**WHAT THIS TASK INVOLVES**
Copy everything from the line that contains "I bet you can't find the overcast" down to the line that contains "436 285 521 373", with both of those lines included. Reproduce each line without changes.

##### LISTED ENTRIES

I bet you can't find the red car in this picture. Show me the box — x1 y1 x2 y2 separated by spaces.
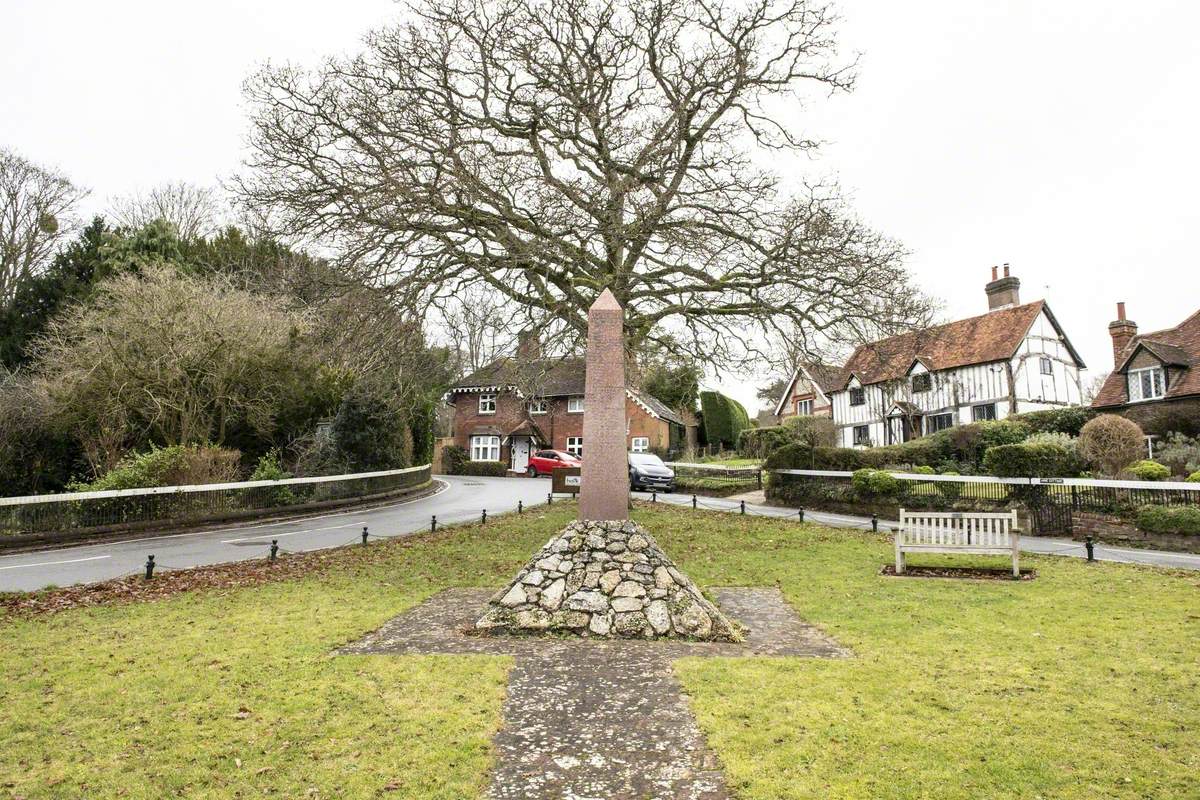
528 450 580 477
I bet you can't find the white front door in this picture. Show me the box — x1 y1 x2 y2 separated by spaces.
512 437 529 473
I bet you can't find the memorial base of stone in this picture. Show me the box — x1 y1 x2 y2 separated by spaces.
475 521 742 642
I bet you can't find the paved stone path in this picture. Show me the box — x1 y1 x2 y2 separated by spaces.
341 589 850 800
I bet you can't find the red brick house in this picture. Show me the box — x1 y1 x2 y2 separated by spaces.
446 356 684 473
775 362 841 422
1092 302 1200 428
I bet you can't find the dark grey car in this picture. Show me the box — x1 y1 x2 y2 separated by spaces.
629 453 674 492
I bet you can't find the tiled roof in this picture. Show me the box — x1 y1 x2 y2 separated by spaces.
1092 311 1200 408
804 362 841 395
450 356 683 425
835 300 1082 391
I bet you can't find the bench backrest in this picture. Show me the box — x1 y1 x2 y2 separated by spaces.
896 509 1016 547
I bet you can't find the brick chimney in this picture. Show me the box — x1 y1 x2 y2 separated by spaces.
1109 302 1138 368
984 264 1021 311
517 327 541 362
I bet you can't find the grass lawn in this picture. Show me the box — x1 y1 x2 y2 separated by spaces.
0 504 1200 800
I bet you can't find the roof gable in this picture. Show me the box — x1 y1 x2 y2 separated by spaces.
1092 311 1200 408
839 300 1084 386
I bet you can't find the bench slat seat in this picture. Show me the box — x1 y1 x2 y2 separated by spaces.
895 509 1021 577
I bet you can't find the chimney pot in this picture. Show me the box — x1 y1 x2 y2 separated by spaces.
1109 302 1138 369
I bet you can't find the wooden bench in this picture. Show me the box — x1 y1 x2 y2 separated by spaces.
896 509 1021 577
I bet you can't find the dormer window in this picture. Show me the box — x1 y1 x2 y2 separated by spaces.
1128 367 1166 403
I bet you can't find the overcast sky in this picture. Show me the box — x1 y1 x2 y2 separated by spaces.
0 0 1200 413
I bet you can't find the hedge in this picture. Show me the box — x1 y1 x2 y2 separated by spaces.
457 461 509 477
700 391 750 447
983 444 1079 477
1128 458 1171 481
1009 405 1096 437
1138 506 1200 534
738 425 796 458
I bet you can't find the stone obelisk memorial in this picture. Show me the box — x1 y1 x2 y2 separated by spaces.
475 289 740 642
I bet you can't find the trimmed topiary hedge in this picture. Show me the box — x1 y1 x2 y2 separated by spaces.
700 392 750 447
1128 458 1171 481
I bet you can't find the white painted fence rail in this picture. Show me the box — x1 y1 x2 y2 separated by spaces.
895 509 1021 577
769 469 1200 493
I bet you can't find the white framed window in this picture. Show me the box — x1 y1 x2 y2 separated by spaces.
971 403 996 422
1129 367 1166 403
925 414 954 433
470 435 500 461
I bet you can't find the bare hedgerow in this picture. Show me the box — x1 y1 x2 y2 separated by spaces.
1079 414 1146 475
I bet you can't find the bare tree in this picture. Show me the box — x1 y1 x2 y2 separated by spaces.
0 150 84 307
236 0 923 366
110 181 221 240
436 285 521 373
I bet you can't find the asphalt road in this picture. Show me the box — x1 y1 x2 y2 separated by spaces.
0 475 1200 591
0 475 550 591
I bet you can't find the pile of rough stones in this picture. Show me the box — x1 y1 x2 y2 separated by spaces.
475 521 740 642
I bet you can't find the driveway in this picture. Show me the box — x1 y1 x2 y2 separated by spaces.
0 475 550 591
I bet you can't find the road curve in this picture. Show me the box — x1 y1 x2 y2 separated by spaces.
0 475 550 591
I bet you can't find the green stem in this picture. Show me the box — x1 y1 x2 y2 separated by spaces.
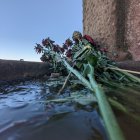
62 60 125 140
88 65 125 140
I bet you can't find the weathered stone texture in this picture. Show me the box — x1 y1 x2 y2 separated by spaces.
126 0 140 60
0 59 51 81
83 0 116 50
83 0 140 60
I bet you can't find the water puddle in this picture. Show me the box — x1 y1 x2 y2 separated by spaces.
0 79 107 140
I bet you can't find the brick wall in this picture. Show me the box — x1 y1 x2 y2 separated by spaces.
83 0 140 61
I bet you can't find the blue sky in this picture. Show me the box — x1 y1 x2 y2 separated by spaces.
0 0 82 61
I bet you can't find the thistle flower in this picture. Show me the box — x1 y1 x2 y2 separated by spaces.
53 45 60 53
34 43 43 53
65 38 73 47
72 31 82 44
42 37 55 47
83 35 95 45
66 49 72 58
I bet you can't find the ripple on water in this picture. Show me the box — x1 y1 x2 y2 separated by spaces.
0 80 107 140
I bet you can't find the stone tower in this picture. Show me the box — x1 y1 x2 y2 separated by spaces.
83 0 140 61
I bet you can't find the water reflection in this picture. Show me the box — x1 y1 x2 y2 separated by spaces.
0 79 107 140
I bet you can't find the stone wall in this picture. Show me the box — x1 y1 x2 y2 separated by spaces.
83 0 140 61
0 60 50 81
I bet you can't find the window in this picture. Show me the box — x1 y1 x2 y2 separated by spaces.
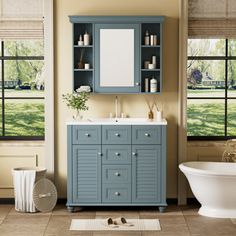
0 39 45 140
187 39 236 140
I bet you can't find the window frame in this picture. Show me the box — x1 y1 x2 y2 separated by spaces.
0 40 45 141
186 39 236 141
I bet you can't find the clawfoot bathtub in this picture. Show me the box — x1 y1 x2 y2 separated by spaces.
179 162 236 218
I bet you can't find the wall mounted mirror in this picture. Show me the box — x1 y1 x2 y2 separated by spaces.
100 29 134 87
95 24 139 92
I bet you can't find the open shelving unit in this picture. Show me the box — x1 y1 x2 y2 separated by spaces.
140 23 162 94
70 16 164 94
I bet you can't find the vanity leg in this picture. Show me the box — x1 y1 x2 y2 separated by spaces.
158 206 166 213
67 206 83 213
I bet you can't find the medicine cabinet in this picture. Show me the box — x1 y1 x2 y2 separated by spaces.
69 16 164 93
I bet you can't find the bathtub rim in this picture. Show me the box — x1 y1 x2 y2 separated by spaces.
179 161 236 178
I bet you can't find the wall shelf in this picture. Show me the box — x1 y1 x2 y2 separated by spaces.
69 16 164 94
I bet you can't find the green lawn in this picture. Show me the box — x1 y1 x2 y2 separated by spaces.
0 100 44 136
187 100 236 136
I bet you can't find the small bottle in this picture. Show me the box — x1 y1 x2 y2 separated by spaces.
152 56 157 69
84 32 90 46
153 34 157 45
144 31 149 45
148 110 154 120
78 35 84 46
150 76 157 93
144 78 149 93
150 35 154 46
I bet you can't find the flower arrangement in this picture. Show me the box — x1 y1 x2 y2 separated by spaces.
62 86 90 119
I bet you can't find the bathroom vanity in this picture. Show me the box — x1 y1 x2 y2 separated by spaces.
69 16 164 94
67 118 167 212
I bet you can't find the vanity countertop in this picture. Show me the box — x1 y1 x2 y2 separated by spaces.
66 118 167 125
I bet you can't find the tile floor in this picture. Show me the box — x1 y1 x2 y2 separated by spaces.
0 205 236 236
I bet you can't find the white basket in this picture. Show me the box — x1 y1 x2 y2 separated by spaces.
12 167 47 212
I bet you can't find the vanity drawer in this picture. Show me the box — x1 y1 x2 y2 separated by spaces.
102 184 131 203
132 125 161 144
102 125 131 144
102 165 131 183
72 125 101 144
102 145 131 164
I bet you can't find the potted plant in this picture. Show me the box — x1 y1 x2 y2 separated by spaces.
62 88 90 120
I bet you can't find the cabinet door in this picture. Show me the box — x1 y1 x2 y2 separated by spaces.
132 145 161 204
72 145 101 203
95 24 140 93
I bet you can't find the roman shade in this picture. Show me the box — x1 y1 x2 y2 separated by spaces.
188 0 236 38
0 0 44 40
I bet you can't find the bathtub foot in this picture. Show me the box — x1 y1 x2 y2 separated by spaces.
158 206 166 213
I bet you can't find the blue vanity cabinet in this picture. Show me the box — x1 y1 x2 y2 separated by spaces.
67 124 167 211
132 145 162 204
72 145 101 204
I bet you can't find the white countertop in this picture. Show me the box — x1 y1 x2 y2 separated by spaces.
66 118 167 125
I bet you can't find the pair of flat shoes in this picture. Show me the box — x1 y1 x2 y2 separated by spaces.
107 217 134 228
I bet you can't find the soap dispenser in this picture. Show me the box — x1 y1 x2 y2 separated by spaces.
150 76 157 93
84 32 90 46
144 31 149 45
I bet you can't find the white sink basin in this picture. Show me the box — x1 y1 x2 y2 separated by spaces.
67 118 167 125
88 118 152 124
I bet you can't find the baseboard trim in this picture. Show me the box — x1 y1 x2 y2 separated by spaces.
0 198 200 205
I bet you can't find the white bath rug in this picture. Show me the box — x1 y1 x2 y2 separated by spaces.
70 219 161 231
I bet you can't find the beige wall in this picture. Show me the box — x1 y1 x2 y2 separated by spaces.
54 0 178 198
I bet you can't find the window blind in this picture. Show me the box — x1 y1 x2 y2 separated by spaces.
0 0 43 40
188 0 236 38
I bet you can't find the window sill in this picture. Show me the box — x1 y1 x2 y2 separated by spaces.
0 140 45 147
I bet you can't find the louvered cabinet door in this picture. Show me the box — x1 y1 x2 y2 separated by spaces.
73 145 101 203
132 145 161 204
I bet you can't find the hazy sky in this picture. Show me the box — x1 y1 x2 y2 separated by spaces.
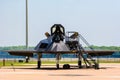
0 0 120 46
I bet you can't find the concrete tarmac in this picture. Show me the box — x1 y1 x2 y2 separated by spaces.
0 63 120 80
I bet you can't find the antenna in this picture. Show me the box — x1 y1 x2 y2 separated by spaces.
26 0 28 49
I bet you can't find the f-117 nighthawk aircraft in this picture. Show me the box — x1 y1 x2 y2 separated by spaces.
3 24 115 69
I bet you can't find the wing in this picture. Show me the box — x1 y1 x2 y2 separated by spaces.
86 50 118 56
5 50 118 57
3 50 77 57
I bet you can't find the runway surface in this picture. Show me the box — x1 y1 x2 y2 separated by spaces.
0 63 120 80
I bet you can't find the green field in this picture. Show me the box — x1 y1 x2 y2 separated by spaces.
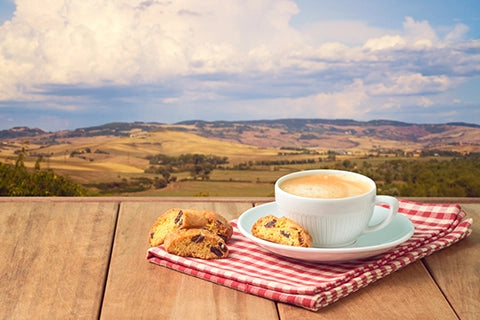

##########

**COMPLETE OUTPUT**
I bet you can't find the overcast sky in this picture. Show me the box — x1 y1 x2 y2 separated by spaces.
0 0 1200 413
I bet you can't find the hedge in this picture. Show me the box — x1 y1 x2 y2 separated by spaces.
457 461 509 477
700 391 750 447
983 444 1079 477
1128 458 1171 481
1009 405 1096 437
1138 506 1200 534
738 425 796 458
I bet you can't find the stone obelisk memorial in this picture. Show me the box — x1 y1 x2 y2 separated by spaces.
475 289 740 642
I bet you can't find the trimmed topiary hedge in this picture. Show me the box — x1 y1 x2 y2 separated by spaces.
700 392 750 447
1128 458 1171 481
I bet you can't find the white painted fence rail in this picture. Show me the box — x1 y1 x2 y2 separated by spaces.
895 509 1021 577
769 469 1200 493
I bet you can't find the white framed window in this picture. Show me the box — x1 y1 x2 y2 separated by spaces.
971 403 996 422
1129 367 1166 403
925 414 954 433
470 435 500 461
I bet you can't find the bare hedgerow in this picture. Show me the box — x1 y1 x2 y2 separated by spaces.
1079 414 1146 475
I bet you can't find the bare tree in this picture. Show me the box — x1 y1 x2 y2 separated by spaces.
0 150 84 307
236 0 923 366
110 181 221 240
436 285 521 373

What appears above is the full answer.